* [What needs to be done]:
Provide the number of lines below that include "wooden", without any other words.
-- Given entries follows --
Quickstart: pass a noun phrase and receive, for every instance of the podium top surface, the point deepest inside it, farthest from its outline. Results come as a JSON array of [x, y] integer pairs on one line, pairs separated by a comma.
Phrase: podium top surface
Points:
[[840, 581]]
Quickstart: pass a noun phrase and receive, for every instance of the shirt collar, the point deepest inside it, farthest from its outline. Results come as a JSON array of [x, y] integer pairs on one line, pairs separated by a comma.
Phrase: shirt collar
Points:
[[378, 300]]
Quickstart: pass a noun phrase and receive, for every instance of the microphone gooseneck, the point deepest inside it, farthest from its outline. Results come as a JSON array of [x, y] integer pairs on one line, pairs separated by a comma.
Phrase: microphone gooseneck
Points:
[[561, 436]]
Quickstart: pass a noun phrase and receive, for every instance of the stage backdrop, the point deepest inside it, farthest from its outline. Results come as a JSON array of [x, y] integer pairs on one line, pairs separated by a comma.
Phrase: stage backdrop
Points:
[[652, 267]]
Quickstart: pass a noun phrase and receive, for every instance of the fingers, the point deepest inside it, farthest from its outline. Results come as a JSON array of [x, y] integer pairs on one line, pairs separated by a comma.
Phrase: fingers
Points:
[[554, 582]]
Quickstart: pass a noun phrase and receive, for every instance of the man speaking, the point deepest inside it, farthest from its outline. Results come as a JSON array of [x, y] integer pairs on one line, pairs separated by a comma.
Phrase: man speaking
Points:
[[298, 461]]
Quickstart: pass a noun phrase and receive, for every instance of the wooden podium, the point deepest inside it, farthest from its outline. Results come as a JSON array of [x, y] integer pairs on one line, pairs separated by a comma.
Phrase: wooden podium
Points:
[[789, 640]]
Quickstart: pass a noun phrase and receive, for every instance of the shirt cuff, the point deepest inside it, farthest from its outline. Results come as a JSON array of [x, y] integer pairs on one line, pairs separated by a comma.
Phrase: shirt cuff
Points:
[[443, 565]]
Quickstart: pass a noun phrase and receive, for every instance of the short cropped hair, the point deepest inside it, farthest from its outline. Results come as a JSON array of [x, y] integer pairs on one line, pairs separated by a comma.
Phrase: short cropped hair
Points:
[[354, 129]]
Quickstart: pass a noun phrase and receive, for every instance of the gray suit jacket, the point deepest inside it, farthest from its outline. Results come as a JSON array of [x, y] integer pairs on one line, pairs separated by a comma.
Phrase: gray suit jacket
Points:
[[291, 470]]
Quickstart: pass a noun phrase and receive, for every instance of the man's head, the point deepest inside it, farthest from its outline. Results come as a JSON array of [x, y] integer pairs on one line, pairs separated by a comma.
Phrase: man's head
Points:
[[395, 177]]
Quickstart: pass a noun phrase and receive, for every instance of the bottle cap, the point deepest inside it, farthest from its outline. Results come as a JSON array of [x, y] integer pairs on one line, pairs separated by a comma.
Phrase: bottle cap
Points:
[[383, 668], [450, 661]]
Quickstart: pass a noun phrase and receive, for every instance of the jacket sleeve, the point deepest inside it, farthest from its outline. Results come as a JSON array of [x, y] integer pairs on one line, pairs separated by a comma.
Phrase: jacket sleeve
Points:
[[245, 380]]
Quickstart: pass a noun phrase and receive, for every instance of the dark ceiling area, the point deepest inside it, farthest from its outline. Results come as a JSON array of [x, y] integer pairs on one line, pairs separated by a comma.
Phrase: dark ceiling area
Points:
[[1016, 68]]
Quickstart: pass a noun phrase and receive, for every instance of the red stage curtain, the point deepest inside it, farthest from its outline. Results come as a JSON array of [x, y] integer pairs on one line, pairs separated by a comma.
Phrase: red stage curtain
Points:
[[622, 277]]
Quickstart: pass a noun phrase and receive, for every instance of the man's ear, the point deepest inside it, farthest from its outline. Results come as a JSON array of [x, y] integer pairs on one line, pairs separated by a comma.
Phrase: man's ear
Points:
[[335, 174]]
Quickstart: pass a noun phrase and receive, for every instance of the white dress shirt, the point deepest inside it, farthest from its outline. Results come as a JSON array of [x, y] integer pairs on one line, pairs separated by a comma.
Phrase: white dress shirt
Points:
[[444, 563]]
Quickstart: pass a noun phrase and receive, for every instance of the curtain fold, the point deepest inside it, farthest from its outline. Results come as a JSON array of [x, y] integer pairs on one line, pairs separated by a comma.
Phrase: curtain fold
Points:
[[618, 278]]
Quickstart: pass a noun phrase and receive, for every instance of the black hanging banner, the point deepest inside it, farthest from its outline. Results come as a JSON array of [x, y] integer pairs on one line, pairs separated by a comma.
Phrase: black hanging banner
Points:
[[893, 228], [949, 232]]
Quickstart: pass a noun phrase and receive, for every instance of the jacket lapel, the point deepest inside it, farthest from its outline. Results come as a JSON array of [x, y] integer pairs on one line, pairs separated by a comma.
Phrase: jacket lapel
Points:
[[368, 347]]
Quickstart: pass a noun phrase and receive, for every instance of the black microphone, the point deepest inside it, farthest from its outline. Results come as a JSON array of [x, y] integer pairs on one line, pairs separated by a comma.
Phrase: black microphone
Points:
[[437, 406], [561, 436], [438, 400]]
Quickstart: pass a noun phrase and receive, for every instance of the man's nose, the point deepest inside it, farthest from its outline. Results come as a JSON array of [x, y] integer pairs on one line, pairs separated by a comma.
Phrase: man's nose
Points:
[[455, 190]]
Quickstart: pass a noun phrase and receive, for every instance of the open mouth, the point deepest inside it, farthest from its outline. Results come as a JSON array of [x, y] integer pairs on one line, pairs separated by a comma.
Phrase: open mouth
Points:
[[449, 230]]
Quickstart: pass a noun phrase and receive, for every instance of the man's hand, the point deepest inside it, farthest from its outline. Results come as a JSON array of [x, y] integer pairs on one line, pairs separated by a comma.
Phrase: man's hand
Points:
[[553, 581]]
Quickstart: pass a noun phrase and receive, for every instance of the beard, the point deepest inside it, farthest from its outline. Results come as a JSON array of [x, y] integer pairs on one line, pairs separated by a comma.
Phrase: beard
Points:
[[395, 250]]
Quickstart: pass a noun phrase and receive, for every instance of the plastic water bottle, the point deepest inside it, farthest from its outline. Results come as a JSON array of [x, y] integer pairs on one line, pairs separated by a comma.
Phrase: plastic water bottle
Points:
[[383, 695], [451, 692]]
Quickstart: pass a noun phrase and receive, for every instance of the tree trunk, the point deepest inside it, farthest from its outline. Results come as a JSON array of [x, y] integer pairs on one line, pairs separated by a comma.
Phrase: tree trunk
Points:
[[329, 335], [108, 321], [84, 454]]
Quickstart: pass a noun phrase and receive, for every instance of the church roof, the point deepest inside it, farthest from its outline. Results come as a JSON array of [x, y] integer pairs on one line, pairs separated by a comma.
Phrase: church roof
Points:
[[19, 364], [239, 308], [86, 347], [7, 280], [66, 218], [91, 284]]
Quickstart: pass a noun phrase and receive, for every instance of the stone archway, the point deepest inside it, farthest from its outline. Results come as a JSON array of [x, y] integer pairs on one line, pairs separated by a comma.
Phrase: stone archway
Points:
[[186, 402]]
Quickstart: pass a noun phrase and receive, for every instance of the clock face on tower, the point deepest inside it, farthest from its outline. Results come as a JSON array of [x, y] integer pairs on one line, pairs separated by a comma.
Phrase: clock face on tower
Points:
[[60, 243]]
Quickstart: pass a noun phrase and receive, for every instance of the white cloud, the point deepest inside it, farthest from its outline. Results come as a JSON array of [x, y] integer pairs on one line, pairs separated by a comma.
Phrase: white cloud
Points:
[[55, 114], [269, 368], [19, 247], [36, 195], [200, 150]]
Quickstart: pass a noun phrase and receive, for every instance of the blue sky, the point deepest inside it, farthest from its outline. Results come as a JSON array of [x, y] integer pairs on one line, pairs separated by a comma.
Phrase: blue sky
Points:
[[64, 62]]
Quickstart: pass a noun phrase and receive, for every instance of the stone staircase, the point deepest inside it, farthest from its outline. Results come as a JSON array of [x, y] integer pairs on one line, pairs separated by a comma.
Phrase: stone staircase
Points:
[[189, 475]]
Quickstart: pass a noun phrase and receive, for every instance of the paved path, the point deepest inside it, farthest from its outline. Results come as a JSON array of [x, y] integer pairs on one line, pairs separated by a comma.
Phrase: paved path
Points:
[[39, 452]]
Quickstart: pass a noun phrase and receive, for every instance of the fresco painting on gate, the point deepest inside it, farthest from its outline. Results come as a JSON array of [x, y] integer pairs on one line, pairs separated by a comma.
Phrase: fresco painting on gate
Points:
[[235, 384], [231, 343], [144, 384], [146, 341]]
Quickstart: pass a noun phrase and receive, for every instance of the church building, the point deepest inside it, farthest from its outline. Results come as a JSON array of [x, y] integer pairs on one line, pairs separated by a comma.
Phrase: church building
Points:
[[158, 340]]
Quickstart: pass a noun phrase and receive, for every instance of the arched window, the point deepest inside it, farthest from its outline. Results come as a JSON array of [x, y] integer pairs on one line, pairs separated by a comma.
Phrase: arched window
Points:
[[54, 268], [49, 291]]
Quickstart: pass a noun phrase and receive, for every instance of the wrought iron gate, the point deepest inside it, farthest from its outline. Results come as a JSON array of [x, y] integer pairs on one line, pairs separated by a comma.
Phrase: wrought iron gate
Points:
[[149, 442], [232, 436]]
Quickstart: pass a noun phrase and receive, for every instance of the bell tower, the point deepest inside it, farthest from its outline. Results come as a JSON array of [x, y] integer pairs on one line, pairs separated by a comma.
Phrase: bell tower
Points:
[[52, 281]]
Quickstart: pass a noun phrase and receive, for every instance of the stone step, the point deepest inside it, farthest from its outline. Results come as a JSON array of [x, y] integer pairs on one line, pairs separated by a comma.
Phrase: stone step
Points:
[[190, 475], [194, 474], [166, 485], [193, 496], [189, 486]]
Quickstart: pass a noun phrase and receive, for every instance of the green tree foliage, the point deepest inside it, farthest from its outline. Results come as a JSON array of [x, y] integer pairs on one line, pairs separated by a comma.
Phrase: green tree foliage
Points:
-- Given entries concluded --
* [Solution to the problem]:
2